▶ [Data for processing]
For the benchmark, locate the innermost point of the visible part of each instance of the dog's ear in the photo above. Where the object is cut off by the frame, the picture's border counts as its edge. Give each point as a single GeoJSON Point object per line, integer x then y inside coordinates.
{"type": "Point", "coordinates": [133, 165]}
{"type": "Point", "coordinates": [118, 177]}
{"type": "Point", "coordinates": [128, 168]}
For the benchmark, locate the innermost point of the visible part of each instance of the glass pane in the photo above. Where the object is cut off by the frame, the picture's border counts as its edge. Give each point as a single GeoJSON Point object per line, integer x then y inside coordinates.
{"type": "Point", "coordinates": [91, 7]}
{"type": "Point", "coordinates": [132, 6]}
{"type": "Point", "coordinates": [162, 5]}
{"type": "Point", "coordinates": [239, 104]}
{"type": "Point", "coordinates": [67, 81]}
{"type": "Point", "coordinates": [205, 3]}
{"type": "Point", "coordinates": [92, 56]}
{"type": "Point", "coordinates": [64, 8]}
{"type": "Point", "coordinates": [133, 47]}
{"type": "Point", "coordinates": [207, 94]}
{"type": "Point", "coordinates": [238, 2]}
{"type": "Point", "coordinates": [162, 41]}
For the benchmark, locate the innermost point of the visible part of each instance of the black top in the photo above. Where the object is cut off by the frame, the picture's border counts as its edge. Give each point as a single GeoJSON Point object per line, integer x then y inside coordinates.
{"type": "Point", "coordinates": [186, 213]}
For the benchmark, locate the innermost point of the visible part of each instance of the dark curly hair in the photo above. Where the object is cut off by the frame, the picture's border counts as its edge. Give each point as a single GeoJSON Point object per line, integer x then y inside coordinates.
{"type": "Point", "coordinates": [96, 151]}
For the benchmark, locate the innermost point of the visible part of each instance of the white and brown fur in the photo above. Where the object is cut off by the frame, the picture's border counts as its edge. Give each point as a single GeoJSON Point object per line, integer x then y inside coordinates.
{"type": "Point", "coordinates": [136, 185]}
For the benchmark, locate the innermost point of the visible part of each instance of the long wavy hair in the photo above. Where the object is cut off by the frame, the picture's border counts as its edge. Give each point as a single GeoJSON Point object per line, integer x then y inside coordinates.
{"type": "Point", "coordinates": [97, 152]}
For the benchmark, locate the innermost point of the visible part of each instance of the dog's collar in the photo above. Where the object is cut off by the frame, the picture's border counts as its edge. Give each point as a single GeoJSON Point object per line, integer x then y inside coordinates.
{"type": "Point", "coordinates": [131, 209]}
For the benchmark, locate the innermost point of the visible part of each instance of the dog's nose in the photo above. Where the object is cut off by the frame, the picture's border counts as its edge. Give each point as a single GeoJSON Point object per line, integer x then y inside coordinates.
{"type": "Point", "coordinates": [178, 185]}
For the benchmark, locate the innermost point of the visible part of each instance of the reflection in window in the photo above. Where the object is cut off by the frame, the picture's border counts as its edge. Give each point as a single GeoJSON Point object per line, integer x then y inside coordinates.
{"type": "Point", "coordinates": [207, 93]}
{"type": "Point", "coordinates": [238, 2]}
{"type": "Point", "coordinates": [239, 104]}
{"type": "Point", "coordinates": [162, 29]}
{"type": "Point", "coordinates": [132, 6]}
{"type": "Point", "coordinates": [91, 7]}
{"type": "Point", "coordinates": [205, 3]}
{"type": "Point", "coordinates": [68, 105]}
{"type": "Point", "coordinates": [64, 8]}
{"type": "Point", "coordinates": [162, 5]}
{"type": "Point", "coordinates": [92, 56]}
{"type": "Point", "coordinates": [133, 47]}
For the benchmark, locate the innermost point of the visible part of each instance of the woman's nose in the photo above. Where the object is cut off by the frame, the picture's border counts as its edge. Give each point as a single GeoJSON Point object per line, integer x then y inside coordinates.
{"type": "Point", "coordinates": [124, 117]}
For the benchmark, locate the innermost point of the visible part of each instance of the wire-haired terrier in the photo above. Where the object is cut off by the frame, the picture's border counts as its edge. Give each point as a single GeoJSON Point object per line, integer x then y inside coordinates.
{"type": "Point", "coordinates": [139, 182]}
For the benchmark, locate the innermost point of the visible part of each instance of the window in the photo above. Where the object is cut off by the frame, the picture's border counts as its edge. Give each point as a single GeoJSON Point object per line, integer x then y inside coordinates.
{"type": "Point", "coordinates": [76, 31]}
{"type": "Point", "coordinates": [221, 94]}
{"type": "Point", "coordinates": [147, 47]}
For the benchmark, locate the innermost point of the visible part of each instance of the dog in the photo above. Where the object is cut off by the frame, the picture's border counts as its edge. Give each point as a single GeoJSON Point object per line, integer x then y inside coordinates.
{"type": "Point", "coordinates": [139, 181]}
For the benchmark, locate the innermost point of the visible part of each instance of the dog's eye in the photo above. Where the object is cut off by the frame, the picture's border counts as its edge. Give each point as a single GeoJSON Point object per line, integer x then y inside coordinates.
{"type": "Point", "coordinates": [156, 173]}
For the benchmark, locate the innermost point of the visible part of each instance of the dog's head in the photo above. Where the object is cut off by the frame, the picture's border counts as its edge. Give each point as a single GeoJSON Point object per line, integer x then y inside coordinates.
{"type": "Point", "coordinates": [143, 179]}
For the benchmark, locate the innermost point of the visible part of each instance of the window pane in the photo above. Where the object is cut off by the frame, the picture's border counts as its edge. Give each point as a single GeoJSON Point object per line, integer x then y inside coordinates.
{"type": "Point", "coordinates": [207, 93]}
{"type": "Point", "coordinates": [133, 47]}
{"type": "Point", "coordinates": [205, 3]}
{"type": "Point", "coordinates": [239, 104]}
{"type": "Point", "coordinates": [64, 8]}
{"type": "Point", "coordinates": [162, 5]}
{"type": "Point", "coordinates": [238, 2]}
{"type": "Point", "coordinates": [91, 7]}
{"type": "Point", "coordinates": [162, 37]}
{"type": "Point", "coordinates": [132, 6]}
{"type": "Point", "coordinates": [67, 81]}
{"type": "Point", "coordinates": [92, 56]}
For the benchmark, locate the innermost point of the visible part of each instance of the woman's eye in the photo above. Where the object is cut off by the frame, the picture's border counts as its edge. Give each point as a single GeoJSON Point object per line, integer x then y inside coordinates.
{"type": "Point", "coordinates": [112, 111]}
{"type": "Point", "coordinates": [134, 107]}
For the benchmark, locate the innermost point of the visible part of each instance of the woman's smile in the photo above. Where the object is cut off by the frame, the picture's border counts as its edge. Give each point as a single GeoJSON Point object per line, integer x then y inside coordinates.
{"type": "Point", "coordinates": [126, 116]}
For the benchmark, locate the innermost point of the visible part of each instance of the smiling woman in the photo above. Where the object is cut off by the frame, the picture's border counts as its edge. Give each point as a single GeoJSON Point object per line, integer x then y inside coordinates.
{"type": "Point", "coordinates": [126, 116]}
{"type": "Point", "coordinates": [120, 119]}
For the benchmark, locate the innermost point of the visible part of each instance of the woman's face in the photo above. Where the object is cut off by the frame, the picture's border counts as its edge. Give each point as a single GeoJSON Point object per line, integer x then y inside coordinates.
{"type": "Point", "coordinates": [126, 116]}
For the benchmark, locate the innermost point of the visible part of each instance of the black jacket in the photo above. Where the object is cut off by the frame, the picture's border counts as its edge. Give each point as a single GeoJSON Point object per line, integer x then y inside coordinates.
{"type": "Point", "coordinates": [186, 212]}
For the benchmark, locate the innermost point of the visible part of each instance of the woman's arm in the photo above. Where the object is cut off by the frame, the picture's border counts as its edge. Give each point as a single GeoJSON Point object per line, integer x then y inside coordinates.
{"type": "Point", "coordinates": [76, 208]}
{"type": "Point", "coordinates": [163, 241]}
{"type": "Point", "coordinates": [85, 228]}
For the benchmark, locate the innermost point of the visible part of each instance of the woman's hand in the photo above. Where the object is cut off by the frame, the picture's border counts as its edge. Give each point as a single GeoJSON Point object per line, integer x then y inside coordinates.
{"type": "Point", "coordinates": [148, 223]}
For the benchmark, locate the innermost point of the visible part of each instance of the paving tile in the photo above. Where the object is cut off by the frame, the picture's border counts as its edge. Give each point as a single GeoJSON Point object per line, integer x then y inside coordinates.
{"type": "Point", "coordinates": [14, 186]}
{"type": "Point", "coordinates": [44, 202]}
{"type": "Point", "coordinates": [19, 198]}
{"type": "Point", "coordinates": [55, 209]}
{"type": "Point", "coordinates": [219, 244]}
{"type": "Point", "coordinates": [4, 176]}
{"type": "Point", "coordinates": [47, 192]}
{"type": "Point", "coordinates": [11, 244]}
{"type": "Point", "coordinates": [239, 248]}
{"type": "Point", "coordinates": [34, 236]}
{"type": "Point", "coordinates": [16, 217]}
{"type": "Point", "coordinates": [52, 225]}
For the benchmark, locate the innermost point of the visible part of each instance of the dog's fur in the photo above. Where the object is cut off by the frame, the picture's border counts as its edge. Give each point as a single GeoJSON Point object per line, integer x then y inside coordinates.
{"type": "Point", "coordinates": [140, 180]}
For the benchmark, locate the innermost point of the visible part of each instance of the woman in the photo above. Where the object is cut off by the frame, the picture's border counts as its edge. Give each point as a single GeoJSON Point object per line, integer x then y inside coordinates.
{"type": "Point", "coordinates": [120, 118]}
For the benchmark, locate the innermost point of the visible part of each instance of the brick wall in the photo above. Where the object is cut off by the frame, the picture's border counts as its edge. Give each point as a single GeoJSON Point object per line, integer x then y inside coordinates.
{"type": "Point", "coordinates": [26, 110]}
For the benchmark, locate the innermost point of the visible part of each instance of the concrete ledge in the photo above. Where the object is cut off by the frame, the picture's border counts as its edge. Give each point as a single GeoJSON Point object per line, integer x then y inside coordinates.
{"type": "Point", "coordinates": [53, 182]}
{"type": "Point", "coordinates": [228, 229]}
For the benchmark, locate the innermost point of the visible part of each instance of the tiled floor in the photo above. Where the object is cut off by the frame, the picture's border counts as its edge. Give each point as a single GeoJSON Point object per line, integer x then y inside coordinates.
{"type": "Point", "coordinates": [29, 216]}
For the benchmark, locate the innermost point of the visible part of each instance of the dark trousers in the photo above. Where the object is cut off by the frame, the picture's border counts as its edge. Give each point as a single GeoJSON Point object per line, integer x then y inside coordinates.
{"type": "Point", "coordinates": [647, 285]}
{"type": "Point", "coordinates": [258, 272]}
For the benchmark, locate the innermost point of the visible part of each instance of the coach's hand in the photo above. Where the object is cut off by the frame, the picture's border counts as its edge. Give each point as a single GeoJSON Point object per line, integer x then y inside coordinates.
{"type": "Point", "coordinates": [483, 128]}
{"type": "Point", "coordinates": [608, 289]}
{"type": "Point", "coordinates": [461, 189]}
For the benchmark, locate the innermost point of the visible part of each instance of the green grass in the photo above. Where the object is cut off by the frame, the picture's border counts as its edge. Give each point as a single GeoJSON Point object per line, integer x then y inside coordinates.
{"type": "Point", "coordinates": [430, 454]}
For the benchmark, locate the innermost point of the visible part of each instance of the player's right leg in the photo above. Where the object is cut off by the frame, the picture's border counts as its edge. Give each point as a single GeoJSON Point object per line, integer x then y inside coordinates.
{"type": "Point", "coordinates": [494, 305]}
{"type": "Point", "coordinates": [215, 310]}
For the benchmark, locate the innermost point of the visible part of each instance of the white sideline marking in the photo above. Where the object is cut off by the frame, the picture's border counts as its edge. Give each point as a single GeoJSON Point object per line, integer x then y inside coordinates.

▶ [Exercise brief]
Quote, word for word, every line starting at the one that contains "of the green" and ending with the final line of the entries.

▶ [Worked answer]
For the benchmark, locate the innermost point of the visible part of each instance of the green grass in the photo above. Where the object is cut off by the frame, the picture's border counts as its edge. Give each point as a single GeoJSON Point object per line, integer x then y inside coordinates.
{"type": "Point", "coordinates": [430, 454]}
For the benchmark, locate the innermost point of the visible part of each instance of the player's right leg in the photo above. Where the object is cut off by the frame, the picture's border counts as its edge. Give each point as a single GeoJSON Point object per line, integer x then y inside coordinates.
{"type": "Point", "coordinates": [494, 305]}
{"type": "Point", "coordinates": [215, 310]}
For the benchmark, locate the innermost point of the visible part of each instance of the white sideline marking in the photo above. Where the object is cut off by the frame, the picture's border counts as its edge. Give each point as a single GeoJSON Point object per line, integer x then y inside coordinates.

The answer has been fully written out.